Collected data
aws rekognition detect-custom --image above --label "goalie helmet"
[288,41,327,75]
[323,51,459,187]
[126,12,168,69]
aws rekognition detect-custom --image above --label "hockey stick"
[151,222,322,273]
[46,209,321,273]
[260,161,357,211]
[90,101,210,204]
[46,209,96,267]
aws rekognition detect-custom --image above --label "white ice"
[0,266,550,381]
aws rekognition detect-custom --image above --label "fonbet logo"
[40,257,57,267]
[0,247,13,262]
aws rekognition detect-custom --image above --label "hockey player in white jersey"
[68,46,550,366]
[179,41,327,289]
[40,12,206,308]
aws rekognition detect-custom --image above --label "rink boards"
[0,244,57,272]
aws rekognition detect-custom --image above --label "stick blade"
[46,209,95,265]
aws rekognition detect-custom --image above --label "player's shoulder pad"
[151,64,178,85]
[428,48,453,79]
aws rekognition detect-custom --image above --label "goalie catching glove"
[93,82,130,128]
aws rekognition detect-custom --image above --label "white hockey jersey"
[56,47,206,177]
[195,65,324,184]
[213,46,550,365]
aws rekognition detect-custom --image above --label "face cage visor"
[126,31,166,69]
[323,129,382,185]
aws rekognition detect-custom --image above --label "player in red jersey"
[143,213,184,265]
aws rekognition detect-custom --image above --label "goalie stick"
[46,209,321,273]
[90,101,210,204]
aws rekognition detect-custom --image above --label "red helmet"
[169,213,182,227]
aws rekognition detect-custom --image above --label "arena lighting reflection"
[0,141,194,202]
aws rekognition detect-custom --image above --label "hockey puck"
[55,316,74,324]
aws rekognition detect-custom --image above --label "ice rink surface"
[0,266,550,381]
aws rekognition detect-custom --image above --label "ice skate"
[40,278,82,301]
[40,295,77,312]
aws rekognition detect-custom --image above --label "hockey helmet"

* **What is needed**: Repeat the stretch from the start of the material through the line containing "[93,82,130,128]", changing "rink boards" to "dasher boards" and leaving the rest as it is.

* **Exercise response**:
aws rekognition detect-custom --image above --label "goalie helmet"
[288,41,327,75]
[323,51,459,187]
[126,12,168,69]
aws rekognition detect-custom --image above --label "hockey stick"
[151,222,322,273]
[46,209,321,273]
[260,161,357,211]
[90,101,210,204]
[46,209,96,267]
aws rekognition detect-custom --image above --label "white ice"
[0,266,550,381]
aws rekognition detect-custom --image above --label "fonbet logo"
[40,257,57,267]
[0,247,13,262]
aws rekognition detect-custom --image above --label "hockey player in white jersey"
[68,46,550,366]
[179,41,327,289]
[40,12,206,308]
aws rekognition detect-custom --image above --label "dasher boards"
[0,244,57,272]
aws rekognition detect-custom --image above --label "stick blade"
[46,209,95,265]
aws rekognition detect-custom --image above --label "player's shoulder pad"
[151,64,178,85]
[428,48,453,79]
aws rekognition detect-custom --image above --label "goalie catching glove"
[93,82,130,128]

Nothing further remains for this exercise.